(Stored data entries)
┄┄┄┄┄┄┄┄┄┄┄┄┄┄┄┄┄┄┄┄
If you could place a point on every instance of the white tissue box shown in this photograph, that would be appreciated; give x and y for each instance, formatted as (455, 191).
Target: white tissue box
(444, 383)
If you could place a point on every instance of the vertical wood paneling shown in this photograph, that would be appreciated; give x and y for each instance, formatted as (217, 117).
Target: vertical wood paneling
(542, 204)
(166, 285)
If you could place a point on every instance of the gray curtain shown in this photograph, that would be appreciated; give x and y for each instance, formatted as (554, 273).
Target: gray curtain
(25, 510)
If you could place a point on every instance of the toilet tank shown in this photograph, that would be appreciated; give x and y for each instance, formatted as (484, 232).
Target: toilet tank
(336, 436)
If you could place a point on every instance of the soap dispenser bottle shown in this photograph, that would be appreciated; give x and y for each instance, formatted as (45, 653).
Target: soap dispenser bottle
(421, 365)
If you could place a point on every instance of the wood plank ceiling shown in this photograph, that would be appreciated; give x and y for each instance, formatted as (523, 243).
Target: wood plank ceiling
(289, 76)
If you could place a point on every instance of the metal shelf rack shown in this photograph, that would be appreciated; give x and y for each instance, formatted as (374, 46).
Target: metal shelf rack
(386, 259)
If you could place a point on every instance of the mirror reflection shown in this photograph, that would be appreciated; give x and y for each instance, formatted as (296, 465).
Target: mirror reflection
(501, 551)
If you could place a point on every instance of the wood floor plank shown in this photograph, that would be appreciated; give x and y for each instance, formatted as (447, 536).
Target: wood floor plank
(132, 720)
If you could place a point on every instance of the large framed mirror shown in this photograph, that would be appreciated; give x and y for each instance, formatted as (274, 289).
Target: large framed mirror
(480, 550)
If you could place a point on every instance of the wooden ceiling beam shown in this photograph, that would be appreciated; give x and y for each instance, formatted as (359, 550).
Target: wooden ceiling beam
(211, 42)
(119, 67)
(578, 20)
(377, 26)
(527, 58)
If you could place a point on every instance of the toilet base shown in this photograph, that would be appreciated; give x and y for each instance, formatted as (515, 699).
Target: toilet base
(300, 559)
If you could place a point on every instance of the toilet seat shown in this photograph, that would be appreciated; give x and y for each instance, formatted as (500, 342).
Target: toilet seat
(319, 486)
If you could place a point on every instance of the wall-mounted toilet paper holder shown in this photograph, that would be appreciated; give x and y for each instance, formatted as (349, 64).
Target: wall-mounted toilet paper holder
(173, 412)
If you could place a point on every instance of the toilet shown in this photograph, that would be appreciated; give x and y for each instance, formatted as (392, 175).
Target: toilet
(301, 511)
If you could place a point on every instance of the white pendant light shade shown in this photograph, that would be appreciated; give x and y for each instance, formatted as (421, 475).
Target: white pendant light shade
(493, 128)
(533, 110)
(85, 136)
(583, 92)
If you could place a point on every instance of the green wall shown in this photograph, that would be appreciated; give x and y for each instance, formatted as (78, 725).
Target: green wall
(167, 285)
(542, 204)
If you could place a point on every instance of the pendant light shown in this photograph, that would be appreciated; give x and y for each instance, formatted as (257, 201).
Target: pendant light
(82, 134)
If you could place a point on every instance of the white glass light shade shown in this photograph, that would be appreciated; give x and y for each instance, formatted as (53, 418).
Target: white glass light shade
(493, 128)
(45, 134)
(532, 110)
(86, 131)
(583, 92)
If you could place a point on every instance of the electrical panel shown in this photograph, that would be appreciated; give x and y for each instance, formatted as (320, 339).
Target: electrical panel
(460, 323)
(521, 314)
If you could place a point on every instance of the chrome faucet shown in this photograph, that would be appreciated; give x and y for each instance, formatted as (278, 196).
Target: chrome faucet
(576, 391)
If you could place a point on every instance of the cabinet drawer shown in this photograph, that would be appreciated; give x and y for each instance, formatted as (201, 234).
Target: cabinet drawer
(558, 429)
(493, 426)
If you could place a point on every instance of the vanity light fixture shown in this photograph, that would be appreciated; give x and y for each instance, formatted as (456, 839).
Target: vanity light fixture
┄┄┄┄┄┄┄┄┄┄┄┄┄┄┄┄┄┄┄┄
• WHAT IS REQUIRED: Nothing in the entries should be skipped. Output them all exactly.

• SOLUTION TO THIS PROBLEM:
If you could place a point on every instance of the white tissue box shown in this photograph, that would be appreciated; give x and y for each instance, formatted as (455, 191).
Target: white tissue box
(444, 383)
If you could place a point on every instance of the vertical wood paneling shown in this photograph, that would be appreciated; give x and y for each instance, formatted as (217, 117).
Target: vertical wood paneling
(542, 204)
(166, 285)
If you could place a point on every instance of the gray curtain shown in this photograph, that would be appreciated; give x and y for each instance, formatted as (554, 273).
Target: gray curtain
(25, 510)
If you could place a point on every instance of the toilet tank shown in this photograph, that would be appreciated; give x and y for each instance, formatted as (484, 232).
Target: toilet tank
(336, 436)
If you could place a point on every instance of the soap dispenser bottle shown in this photograph, that would be appreciated; give x and y for each instance, formatted as (45, 653).
Target: soap dispenser bottle
(421, 365)
If you could place a point on every instance of the wood plank ceiling shown in this photograph, that would be appreciated; give x and y for each instance, formatted as (523, 243).
Target: wood plank ceiling
(289, 76)
If you could place a point on every instance of the metal shelf rack shown in this photograph, that would be appreciated; give x and y for each instance, formatted as (374, 46).
Target: metal shelf rack
(386, 259)
If you could place a point on every instance of the mirror reflection shown in this photograph, that would be appreciated; give x and y for each instance, formatted as (296, 465).
Target: mirror reflection
(501, 551)
If you could place a point on every instance of the wood floor plank shown in this photograph, that would be appreciated; give x and y for each instance, formatted as (447, 536).
Target: wood floor plank
(132, 720)
If you could place a point on every instance of the large framed mirror shown in this photograph, that would be appreciated; give x and y for each instance, formatted as (274, 289).
Target: large framed mirror
(480, 550)
If you could place a point on every instance of the wooden ceiling beam shown in this photograph, that would be appreciated; give x and y for each instance, formatted as (359, 550).
Target: wooden ceiling beam
(211, 42)
(119, 67)
(578, 20)
(377, 26)
(527, 58)
If you could place a point on every instance of the toilet base shown in this photograph, that would be appreciated; give x and y for each instance, formatted as (515, 699).
Target: toilet base
(300, 559)
If you could place a point on every instance of the toilet seat shown in this photograph, that would be appreciated; give x and y for each instance, formatted as (500, 342).
Target: toilet seat
(319, 486)
If you could place a point on every instance of the wall-mounted toilet paper holder shown in this photograph, that would be appreciated; give x and y for each instance, formatted as (349, 64).
Target: wall-mounted toilet paper holder
(173, 412)
If you could place a point on every instance of the toilet shown in this photograph, that would be appreciated; give x and y for each instance, formatted as (392, 175).
Target: toilet
(301, 511)
If you could place a point on every instance of the white pendant light shade shown in this photograph, that would be appreciated; give x and y for each instance, formatted as (421, 475).
Target: white pendant light shade
(493, 128)
(533, 110)
(85, 136)
(583, 92)
If you could place a point on every instance of the green wall shown in this photograph, that would be appreciated; give x and y for each instance, formatted as (78, 725).
Target: green wall
(167, 285)
(542, 204)
If you could place a point on every instance of the pendant light shown in this photograph, that would be appreciated; give x and y for each instance, formatted as (257, 201).
Target: pendant light
(82, 134)
If you could place a point on every instance of the white glass light shade shown in this photograph, that would be appreciated; give x and y for each instance, formatted as (53, 418).
Target: white glass light shade
(493, 128)
(45, 134)
(532, 110)
(86, 131)
(583, 92)
If you could place a point on every instance of the electrical panel shown in this photograph, that would be appreciated; give x and y for each instance, formatted as (320, 339).
Target: electrical panel
(460, 323)
(521, 314)
If you could place a point on every instance of the chrome faucet shown in this photograph, that would be appreciated; give x and y for each instance, formatted as (278, 196).
Target: chrome faucet
(576, 391)
If you could place a point on every instance of the cabinet drawer shown in this photograph, that would be appreciated; give x and y for each instance, formatted as (201, 234).
Target: cabinet drawer
(558, 429)
(493, 426)
If you could place a point on every instance of the vanity light fixture shown in this photograph, that would be appreciated; give x and y for each instance, formatted as (456, 839).
Target: vanity light fixture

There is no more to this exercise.